## What you need to do
1. Copy the passage of the Xbox 360 article from "Xbox 360 ban" to "online Xbox Live." word for word.
2. Write the next part of the Xbox 360 article, starting right after its final sentence.

Print 110 comment(s) - last by murcHADA.. on Jun 15 at 2:48 AM

Xbox 360 ban message detailing the user's violation of Microsoft terms of service. (Source: Xbox-Scene)
Microsoft's Xbox 360 now able to sniff out illegitimate copies of games

More than a year has passed since the release of the Xbox 360 DVD-ROM firmware hack to allow the play of backup games and bootleg copies. Those with hacked firmware had the ability to play copied games, mostly burned onto dual-layer DVD recordable discs, even online Xbox Live.

For a while, it seemed that such firmware modifications were undetectable by Microsoft – but that appears to have all changed with the latest Xbox 360 system software released last week.

Word came from the Xbox 360 hacking community that the Spring Update may have the ability to detect those who were playing copied games. More specifically, the system software would be able to determine the legitimacy of the disc in the DVD drive, not necessarily targeting any specific method of modification.

As a pre-emptive measure, hackers released updated disc drive firmware introducing various features, such as disc jitter, in an effort to further the exploit. Such efforts, however, appear to be all for naught, as report on Xbox-Scene indicates that Microsoft is now banning from Xbox Live users with modified DVD-ROM drives, regardless of firmware version.

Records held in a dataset
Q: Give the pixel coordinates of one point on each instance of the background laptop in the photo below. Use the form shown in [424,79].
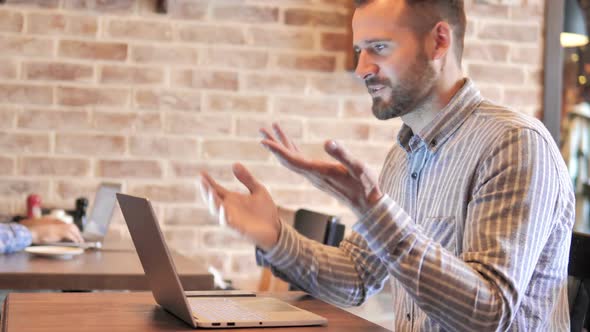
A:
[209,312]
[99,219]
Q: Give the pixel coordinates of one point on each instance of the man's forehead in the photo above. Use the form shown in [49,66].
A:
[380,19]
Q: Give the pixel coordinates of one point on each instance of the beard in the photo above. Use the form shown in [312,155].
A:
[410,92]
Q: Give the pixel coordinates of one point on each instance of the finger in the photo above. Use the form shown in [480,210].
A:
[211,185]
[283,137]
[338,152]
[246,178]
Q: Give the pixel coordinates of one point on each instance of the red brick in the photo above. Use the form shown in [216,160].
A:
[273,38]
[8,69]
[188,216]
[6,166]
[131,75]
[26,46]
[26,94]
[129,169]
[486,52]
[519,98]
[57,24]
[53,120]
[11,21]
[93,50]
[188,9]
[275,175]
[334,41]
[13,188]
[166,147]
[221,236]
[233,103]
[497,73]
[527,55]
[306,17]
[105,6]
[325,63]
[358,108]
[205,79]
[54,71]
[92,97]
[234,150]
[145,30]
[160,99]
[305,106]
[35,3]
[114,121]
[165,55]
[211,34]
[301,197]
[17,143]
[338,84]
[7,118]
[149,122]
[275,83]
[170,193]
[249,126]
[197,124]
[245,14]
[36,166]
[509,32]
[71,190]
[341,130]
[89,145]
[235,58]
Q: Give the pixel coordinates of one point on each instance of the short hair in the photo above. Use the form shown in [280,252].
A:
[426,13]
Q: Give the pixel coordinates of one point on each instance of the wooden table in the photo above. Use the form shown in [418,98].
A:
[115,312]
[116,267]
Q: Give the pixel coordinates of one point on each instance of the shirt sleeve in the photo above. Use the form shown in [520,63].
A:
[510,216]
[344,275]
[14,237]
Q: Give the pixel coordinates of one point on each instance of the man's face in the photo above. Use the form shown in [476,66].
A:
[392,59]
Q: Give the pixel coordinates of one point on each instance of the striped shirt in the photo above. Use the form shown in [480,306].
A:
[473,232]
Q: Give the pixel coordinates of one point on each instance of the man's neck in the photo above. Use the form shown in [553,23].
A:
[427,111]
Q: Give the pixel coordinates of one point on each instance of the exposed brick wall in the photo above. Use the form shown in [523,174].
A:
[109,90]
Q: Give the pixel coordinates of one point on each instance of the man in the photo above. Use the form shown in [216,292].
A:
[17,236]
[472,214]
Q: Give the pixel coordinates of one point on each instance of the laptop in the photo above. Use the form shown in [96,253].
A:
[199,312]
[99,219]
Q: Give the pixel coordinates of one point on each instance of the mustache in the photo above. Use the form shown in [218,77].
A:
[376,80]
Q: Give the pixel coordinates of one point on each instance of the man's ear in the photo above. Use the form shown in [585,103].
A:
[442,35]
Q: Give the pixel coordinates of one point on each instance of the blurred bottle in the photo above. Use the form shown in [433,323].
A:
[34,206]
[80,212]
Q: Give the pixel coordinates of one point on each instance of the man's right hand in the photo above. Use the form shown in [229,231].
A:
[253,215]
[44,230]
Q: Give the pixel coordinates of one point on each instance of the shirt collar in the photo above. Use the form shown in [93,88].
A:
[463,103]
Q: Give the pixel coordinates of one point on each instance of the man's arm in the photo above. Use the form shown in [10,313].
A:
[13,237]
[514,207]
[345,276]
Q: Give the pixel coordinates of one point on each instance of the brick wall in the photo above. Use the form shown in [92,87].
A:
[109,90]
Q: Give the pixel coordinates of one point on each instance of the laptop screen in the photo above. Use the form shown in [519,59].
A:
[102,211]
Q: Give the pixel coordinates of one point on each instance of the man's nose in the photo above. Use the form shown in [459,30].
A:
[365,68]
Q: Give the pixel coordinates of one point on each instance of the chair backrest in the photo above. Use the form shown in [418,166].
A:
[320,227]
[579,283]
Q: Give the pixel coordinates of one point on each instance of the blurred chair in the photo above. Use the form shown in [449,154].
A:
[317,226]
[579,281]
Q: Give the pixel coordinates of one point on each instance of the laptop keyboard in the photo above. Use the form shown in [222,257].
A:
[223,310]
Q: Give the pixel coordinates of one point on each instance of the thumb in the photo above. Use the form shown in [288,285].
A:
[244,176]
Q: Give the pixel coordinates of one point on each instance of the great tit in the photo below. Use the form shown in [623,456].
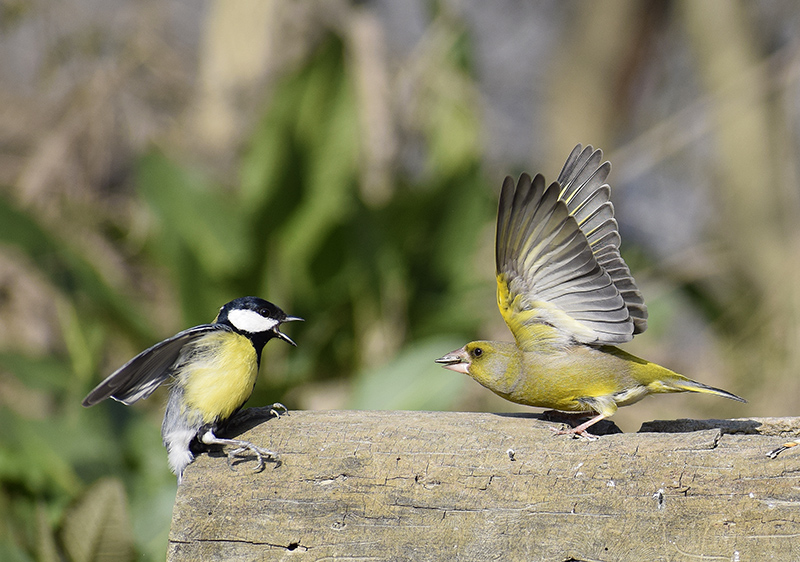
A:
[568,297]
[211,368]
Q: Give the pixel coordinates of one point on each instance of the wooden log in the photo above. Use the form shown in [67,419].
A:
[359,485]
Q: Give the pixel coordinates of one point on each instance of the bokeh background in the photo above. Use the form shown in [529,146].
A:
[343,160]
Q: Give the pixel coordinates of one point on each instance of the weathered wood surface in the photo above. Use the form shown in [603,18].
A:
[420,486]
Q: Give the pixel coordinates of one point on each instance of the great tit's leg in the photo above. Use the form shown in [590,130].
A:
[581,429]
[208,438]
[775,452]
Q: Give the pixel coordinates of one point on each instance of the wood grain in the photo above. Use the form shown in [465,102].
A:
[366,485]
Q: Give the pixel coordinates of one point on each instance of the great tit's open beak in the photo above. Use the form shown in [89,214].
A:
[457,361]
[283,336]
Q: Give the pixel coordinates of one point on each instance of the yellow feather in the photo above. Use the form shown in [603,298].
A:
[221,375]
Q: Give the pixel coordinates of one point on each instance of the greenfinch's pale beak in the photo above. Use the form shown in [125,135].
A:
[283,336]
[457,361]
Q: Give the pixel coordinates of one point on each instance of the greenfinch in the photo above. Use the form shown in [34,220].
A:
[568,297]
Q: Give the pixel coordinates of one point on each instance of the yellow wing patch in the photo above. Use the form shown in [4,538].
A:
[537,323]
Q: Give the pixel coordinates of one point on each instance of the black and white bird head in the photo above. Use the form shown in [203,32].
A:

## Task-by-task results
1.
Xbox 360 ban message detailing the user's violation of Microsoft terms of service. (Source: Xbox-Scene)
Microsoft's Xbox 360 now able to sniff out illegitimate copies of games

More than a year has passed since the release of the Xbox 360 DVD-ROM firmware hack to allow the play of backup games and bootleg copies. Those with hacked firmware had the ability to play copied games, mostly burned onto dual-layer DVD recordable discs, even online Xbox Live.

2.
The banning measures appear to have started alongside the release of the Halo 3 beta, perhaps in what is best described as a crackdown on Crackdown bootlegged copies that contained Halo 3 beta access. Just as it did during the original Xbox days, Microsoft is permanently banning modified consoles from connecting to Xbox Live, but not the user account.

Microsoft acknowledges its new initiative with an entry in its Gamerscore Blog: “As part of our commitment to our members, we do not allow people that we have detected to have modified their console to connect to Live. This is an important part of our efforts to try and maintain a fair gaming environment for the large majority of gamers that play by the rules. This topic is more important than ever given the recent release of the Halo 3 beta.”

The blog continues, “As a result, some consumers that try to login to Live who we detect have illegally modified their console will get an error code (Status Code: Z: 8015 - 190D) when trying to connect to the service. These users will not have their account automatically banned from LIVE, but they will no longer be able to access the service from the console they modified. We have stated in the past that customers can only enjoy access to the Xbox LIVE community through the use of a genuine, unmodified, Xbox console and we will continue to enforce this rule to ensure the integrity of our service, the protection of our partners and the benefits of our users.”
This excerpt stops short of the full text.